_Pedido dado:_ Redimensione tudo desde a linha que contém "speaker cabinet?" até a linha que contém "(81, 123), (108, 178)", ambas incluídas, reproduzindo todas essas linhas do material. Multiplique por 1,2 cada coordenada das respostas e arredonde para inteiros, com meios para cima, deixando sem alteração as demais linhas, inclusive as que começam com "Box format:".

Registros de coordenadas anotados:
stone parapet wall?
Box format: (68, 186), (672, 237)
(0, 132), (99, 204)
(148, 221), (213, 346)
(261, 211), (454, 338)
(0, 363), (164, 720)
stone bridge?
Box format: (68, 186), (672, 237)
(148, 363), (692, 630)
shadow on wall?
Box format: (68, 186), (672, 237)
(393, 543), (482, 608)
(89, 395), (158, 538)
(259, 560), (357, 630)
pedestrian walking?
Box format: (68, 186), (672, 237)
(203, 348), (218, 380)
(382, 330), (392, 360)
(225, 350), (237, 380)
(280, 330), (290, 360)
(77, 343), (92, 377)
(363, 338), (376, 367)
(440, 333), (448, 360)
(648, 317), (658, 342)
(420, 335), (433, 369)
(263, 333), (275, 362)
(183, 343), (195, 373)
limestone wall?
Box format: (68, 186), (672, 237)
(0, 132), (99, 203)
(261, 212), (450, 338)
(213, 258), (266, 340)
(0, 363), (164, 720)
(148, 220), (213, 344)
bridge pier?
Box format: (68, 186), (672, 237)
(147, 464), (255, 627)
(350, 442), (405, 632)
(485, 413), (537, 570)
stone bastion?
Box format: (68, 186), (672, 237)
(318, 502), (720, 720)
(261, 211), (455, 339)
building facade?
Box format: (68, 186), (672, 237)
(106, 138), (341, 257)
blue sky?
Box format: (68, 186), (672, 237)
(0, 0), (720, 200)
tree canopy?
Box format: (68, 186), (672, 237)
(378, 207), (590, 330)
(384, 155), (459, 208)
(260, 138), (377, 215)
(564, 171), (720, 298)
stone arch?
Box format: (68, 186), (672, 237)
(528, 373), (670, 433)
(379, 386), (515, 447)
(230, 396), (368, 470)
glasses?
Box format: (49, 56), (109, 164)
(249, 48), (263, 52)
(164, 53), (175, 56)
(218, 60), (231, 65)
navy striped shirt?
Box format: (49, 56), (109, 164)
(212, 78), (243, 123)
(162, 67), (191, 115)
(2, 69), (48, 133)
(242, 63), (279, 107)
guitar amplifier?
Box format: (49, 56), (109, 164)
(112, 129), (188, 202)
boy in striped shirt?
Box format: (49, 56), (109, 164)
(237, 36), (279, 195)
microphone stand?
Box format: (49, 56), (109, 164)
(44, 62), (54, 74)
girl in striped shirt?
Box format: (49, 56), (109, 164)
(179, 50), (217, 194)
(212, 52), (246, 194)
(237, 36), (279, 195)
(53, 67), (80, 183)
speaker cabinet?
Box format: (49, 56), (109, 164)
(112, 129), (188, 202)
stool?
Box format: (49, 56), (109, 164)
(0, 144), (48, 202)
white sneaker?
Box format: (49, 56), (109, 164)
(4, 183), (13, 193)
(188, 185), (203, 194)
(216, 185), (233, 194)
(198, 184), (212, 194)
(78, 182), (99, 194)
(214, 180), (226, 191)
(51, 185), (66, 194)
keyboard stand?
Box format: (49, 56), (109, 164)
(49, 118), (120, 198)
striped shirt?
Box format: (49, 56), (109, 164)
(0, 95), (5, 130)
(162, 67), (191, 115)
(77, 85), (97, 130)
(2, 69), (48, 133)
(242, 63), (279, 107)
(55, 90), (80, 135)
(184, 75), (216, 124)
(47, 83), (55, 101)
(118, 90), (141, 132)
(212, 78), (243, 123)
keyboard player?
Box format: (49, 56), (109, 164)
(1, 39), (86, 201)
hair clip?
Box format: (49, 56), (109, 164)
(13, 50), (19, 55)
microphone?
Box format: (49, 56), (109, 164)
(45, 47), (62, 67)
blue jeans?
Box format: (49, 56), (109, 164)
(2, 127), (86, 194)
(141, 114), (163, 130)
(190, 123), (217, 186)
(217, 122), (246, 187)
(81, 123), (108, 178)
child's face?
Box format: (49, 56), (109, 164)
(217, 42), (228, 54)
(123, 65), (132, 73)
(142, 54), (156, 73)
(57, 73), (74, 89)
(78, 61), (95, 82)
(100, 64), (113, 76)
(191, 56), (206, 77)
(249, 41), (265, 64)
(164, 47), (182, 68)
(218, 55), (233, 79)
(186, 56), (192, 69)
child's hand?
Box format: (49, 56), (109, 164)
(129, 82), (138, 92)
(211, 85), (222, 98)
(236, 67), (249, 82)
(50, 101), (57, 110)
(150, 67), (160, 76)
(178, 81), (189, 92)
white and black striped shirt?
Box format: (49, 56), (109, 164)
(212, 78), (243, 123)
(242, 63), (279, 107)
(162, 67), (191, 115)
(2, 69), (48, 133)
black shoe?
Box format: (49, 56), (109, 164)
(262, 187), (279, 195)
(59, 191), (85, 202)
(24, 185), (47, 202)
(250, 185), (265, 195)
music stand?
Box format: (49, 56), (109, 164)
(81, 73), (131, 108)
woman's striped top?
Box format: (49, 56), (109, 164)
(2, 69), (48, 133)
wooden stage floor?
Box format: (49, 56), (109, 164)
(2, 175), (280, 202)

_Resultado final:_
speaker cabinet?
Box format: (49, 56), (109, 164)
(134, 155), (226, 242)
stool?
Box format: (49, 56), (109, 164)
(0, 173), (58, 242)
white sneaker?
Box format: (49, 56), (109, 164)
(5, 220), (16, 232)
(226, 222), (244, 233)
(259, 222), (280, 233)
(238, 221), (254, 233)
(94, 218), (119, 233)
(257, 216), (271, 229)
(61, 222), (79, 233)
keyboard stand?
Box format: (49, 56), (109, 164)
(59, 142), (144, 238)
striped shirt?
Box format: (49, 56), (109, 164)
(0, 114), (6, 156)
(194, 80), (229, 138)
(92, 102), (116, 156)
(2, 83), (58, 160)
(290, 76), (335, 128)
(66, 108), (96, 162)
(221, 90), (259, 149)
(56, 100), (66, 121)
(142, 108), (169, 158)
(254, 94), (292, 148)
keyboard player?
Box format: (49, 56), (109, 164)
(1, 47), (103, 241)
hair clip?
Box format: (49, 56), (109, 164)
(16, 60), (23, 66)
microphone?
Box format: (49, 56), (109, 164)
(54, 56), (74, 80)
blue jeans?
Box format: (49, 56), (109, 164)
(2, 152), (103, 233)
(169, 137), (196, 156)
(228, 148), (260, 223)
(260, 146), (295, 224)
(97, 148), (130, 214)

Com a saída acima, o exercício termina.